** DATA SUPPLIED **
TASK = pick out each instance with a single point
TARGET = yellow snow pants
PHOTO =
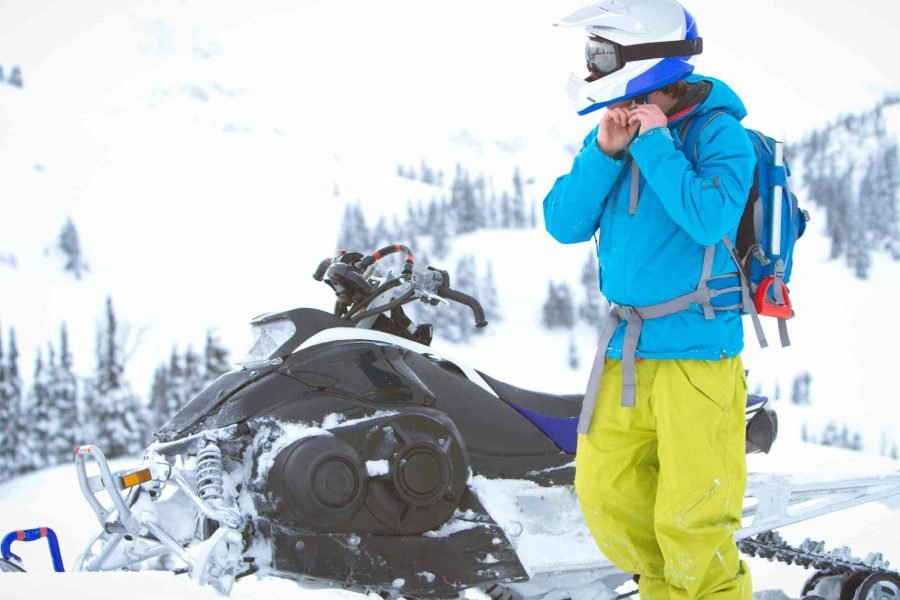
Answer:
(662, 484)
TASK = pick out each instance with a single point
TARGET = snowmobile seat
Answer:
(556, 416)
(551, 405)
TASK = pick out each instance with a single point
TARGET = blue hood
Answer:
(721, 99)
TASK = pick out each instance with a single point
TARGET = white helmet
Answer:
(634, 47)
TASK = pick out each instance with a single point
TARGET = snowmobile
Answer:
(347, 452)
(11, 563)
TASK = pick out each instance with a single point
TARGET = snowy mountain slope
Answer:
(200, 151)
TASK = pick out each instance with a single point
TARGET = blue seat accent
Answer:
(563, 431)
(754, 399)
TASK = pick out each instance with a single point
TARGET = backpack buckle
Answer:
(625, 312)
(765, 308)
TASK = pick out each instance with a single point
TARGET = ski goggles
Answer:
(604, 56)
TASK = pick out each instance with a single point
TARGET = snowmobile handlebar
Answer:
(31, 535)
(445, 291)
(477, 310)
(370, 260)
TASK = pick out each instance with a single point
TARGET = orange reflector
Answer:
(136, 478)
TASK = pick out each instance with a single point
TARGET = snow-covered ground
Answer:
(207, 155)
(52, 498)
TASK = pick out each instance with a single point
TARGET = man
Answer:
(660, 469)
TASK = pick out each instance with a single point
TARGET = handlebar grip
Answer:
(477, 310)
(31, 535)
(319, 275)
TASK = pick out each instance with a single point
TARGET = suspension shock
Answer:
(211, 474)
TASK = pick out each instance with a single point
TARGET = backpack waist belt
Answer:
(635, 316)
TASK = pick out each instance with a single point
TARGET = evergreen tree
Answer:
(7, 421)
(70, 246)
(161, 410)
(194, 378)
(464, 204)
(16, 402)
(573, 355)
(488, 296)
(64, 405)
(518, 218)
(427, 173)
(440, 230)
(36, 423)
(15, 77)
(558, 311)
(381, 235)
(800, 390)
(117, 413)
(594, 309)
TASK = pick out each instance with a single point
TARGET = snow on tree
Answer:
(381, 235)
(8, 408)
(573, 355)
(18, 458)
(800, 390)
(216, 362)
(505, 210)
(15, 77)
(595, 308)
(36, 421)
(851, 169)
(464, 204)
(487, 295)
(64, 398)
(116, 411)
(69, 244)
(558, 311)
(194, 377)
(440, 230)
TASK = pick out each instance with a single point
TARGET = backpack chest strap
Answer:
(634, 316)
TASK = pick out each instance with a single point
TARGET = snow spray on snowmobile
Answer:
(346, 452)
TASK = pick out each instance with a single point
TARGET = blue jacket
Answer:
(656, 254)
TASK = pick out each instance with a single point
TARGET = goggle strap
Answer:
(661, 50)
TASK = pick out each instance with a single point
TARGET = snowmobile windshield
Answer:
(267, 338)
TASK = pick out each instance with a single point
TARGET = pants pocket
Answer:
(713, 380)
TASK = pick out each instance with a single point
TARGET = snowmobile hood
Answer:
(307, 321)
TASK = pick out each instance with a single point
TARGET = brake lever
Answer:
(433, 299)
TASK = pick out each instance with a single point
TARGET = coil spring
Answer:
(210, 474)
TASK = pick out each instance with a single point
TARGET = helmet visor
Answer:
(602, 57)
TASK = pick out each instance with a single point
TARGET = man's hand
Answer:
(648, 116)
(615, 132)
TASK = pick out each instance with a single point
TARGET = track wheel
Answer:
(812, 582)
(879, 586)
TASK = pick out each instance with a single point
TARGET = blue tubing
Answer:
(30, 535)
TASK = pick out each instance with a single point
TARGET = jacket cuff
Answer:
(654, 143)
(599, 159)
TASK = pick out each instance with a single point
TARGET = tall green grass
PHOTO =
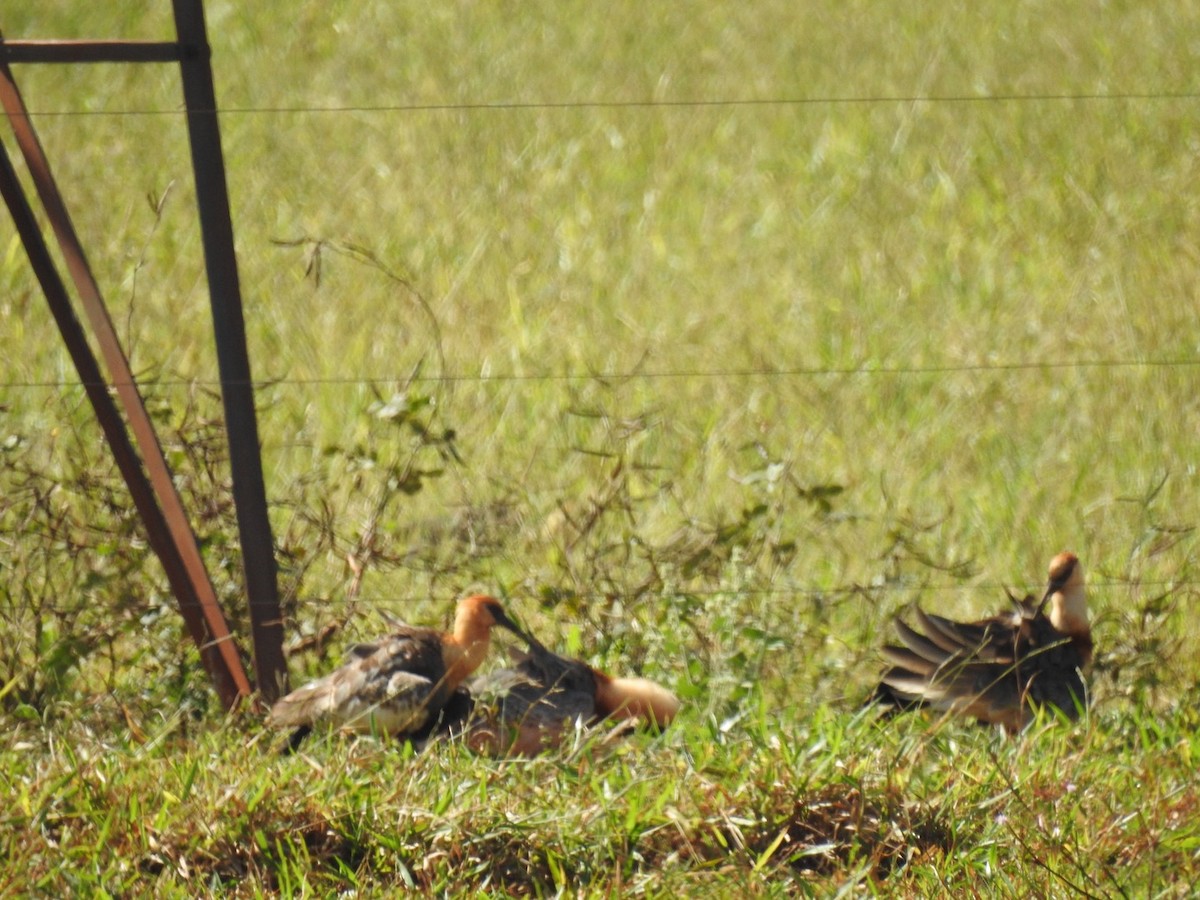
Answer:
(707, 337)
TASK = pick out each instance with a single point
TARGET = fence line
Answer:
(699, 373)
(1168, 588)
(732, 102)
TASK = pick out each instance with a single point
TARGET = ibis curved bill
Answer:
(1001, 669)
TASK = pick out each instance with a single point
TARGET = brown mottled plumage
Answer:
(528, 708)
(400, 684)
(1000, 669)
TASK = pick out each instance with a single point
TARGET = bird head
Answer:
(479, 613)
(1067, 595)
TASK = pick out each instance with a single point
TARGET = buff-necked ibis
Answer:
(400, 684)
(1001, 669)
(529, 707)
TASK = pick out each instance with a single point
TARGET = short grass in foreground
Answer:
(705, 391)
(1104, 808)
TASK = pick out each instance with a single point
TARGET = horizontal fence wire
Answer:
(1157, 588)
(611, 376)
(585, 105)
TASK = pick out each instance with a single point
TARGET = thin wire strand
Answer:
(730, 102)
(697, 373)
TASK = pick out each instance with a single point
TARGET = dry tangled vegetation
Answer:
(706, 391)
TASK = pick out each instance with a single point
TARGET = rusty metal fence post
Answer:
(171, 532)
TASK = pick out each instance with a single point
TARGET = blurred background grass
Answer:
(747, 317)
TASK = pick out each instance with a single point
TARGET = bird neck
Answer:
(1068, 615)
(465, 648)
(635, 699)
(1068, 611)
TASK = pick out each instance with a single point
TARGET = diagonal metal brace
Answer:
(167, 526)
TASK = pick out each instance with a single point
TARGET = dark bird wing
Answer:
(525, 709)
(391, 687)
(994, 670)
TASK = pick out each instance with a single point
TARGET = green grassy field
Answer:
(708, 339)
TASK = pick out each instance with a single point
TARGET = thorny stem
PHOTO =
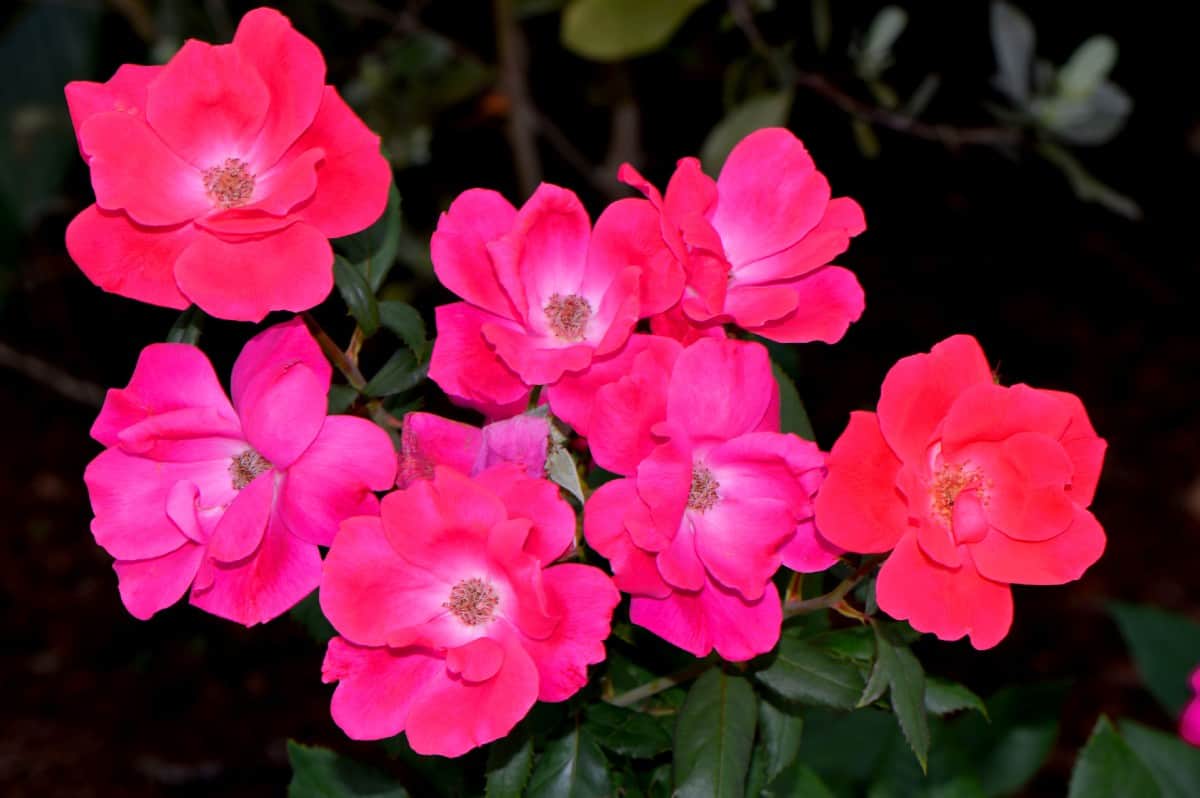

** WHAT IS BEING ASKED **
Please find every line in the listing above that contains the word "handlebar", and copy each of those lines.

** TASK ANSWER **
TARGET = snowmobile handlebar
TARGET = handlebar grip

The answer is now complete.